**INSTRUCTION**
Put the lines of the records into a numbered list, omitting blank lines. Begin at the first line of the records, stop after the line that contains "[[798,531],[800,292],[479,98],[141,178],[0,266],[8,529]]", and leave the pictures out.

[Contour labeling entries]
• • • •

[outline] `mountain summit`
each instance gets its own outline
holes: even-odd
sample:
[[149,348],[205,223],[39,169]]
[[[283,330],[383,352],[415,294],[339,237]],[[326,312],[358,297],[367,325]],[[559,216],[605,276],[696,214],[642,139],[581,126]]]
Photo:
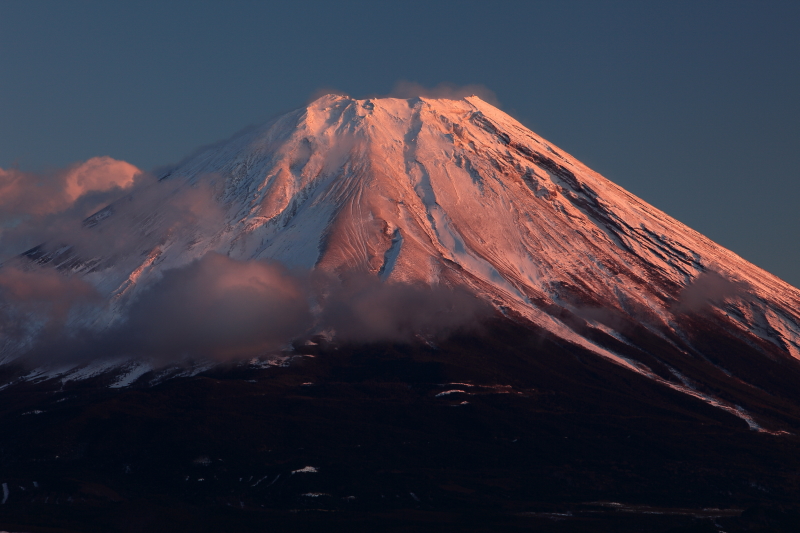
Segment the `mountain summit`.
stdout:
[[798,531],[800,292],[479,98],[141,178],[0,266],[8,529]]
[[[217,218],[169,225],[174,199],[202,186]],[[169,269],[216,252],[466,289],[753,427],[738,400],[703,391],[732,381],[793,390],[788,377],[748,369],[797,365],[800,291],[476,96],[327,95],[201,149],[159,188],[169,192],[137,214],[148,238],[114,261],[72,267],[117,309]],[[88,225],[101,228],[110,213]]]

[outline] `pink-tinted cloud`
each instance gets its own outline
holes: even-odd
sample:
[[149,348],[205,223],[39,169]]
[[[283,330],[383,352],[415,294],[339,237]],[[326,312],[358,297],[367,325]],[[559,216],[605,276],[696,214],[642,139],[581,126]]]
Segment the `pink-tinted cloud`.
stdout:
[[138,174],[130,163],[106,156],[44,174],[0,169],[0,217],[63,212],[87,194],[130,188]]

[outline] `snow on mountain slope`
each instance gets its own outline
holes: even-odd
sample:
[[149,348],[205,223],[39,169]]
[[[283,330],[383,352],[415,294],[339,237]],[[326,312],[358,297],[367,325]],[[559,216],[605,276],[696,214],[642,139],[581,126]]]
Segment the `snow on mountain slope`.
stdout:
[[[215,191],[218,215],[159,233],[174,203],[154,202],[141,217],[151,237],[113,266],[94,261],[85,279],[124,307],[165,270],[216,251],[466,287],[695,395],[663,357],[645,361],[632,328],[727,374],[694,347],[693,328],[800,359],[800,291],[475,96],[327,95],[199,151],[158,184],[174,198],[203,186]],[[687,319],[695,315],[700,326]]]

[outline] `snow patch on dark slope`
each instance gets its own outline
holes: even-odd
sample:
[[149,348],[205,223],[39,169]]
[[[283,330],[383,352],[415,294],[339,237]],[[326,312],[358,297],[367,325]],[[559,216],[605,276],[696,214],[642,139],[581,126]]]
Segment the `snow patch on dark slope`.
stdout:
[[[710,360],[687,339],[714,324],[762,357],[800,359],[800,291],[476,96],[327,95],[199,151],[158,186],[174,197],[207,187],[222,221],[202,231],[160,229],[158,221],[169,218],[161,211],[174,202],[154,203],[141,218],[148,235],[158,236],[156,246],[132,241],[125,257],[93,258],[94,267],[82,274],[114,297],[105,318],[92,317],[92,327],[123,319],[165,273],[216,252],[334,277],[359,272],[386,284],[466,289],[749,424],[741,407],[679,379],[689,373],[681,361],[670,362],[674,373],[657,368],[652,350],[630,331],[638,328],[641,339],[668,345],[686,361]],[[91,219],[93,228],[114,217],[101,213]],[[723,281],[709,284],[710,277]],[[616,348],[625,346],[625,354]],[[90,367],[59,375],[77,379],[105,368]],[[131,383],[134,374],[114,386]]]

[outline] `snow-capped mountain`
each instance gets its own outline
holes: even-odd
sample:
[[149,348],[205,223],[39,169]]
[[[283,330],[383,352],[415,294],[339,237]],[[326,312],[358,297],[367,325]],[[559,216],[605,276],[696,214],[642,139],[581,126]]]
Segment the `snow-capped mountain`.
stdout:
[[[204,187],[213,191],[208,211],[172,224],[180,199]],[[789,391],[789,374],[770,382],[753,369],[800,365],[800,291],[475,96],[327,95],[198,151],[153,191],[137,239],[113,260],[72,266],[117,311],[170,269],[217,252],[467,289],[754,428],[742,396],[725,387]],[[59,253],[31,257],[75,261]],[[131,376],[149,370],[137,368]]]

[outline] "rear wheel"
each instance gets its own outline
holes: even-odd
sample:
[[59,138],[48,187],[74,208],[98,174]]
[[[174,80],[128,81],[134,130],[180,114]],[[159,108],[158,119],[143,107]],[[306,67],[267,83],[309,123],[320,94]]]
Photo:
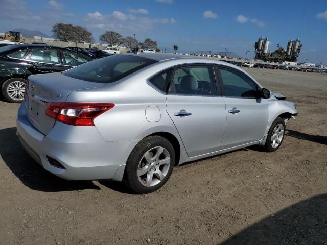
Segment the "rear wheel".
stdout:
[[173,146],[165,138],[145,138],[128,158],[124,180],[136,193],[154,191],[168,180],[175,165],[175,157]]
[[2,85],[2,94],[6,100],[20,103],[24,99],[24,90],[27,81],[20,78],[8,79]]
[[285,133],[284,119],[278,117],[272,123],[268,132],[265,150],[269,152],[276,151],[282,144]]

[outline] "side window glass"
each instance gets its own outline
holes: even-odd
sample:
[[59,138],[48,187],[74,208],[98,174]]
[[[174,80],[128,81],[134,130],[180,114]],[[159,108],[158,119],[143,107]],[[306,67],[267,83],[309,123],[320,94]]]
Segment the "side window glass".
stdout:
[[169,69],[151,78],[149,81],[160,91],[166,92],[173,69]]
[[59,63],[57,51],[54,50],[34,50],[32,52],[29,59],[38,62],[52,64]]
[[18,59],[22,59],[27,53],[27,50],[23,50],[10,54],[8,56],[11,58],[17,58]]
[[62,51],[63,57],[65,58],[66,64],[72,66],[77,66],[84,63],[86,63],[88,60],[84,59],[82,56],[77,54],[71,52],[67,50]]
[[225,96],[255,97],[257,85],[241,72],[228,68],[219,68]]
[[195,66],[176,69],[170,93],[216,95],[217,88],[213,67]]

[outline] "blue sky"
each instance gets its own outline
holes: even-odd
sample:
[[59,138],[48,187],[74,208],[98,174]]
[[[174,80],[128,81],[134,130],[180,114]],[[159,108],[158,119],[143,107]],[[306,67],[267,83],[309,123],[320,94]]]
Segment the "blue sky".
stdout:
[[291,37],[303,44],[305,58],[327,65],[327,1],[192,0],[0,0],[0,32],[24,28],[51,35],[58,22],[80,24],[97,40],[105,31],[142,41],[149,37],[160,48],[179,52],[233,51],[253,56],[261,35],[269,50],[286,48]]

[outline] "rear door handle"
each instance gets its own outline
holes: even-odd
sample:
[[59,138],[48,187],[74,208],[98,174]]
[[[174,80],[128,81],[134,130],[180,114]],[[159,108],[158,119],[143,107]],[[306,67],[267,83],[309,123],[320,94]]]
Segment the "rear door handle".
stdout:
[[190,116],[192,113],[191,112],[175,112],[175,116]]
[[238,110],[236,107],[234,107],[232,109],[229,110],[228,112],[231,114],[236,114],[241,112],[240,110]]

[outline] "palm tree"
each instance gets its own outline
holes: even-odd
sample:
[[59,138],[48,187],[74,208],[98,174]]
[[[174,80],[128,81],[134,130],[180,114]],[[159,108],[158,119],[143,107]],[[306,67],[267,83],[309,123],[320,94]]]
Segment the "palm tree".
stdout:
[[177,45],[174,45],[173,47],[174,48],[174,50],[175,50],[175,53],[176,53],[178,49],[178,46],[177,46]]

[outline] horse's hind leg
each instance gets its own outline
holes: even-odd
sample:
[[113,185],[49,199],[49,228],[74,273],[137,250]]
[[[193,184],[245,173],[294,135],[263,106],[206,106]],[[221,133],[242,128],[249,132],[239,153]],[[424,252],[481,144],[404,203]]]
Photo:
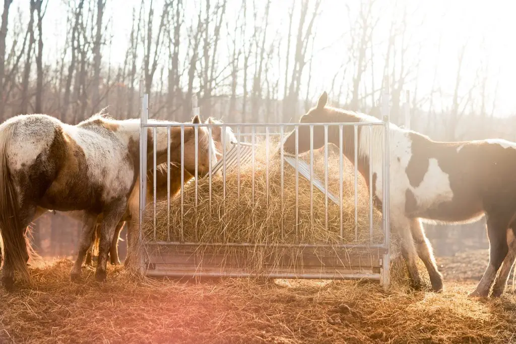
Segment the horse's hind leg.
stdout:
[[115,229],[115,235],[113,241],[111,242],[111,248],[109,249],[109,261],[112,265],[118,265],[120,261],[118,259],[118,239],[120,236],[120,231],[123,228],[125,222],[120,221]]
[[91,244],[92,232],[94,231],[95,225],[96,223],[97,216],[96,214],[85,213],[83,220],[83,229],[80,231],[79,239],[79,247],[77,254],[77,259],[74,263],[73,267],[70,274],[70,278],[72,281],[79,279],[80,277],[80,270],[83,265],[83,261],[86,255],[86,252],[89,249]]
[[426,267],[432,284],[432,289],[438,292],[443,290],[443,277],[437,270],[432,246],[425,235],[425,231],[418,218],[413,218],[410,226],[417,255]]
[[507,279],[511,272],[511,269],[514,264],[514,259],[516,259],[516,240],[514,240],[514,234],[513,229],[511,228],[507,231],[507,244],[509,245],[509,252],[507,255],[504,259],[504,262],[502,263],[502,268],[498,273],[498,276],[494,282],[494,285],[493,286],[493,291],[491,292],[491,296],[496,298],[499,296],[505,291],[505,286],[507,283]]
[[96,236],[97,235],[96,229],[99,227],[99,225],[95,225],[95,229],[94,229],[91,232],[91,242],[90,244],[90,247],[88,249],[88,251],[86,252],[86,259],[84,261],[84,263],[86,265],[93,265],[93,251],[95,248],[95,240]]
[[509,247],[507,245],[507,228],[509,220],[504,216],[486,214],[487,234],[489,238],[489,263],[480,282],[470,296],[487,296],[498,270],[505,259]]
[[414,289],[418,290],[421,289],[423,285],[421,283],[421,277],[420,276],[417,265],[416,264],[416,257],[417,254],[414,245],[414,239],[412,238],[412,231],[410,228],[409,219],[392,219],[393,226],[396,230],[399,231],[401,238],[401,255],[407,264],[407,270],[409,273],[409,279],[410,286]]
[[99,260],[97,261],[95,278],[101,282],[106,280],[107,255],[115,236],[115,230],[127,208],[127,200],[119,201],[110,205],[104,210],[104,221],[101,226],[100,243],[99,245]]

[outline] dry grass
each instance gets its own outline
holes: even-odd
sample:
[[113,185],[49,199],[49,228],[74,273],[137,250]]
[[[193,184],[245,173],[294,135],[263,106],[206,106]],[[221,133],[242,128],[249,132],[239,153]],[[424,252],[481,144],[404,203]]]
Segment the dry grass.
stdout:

• • • •

**EXERCISE RESULT**
1. [outline] `mountain summit`
2. each instance gets its own outline
3. holes: even-odd
4. sample:
5. [[149,348],[205,223],[39,169]]
6. [[[283,330],[383,352],[415,294],[339,237]],[[326,312],[358,297],[367,325]],[[559,216],[605,276],[696,214],[642,139],[581,126]]]
7. Photo:
8. Segment the `mountain summit`.
9. stdout:
10. [[798,531],[800,292],[479,98],[141,178],[0,266],[8,529]]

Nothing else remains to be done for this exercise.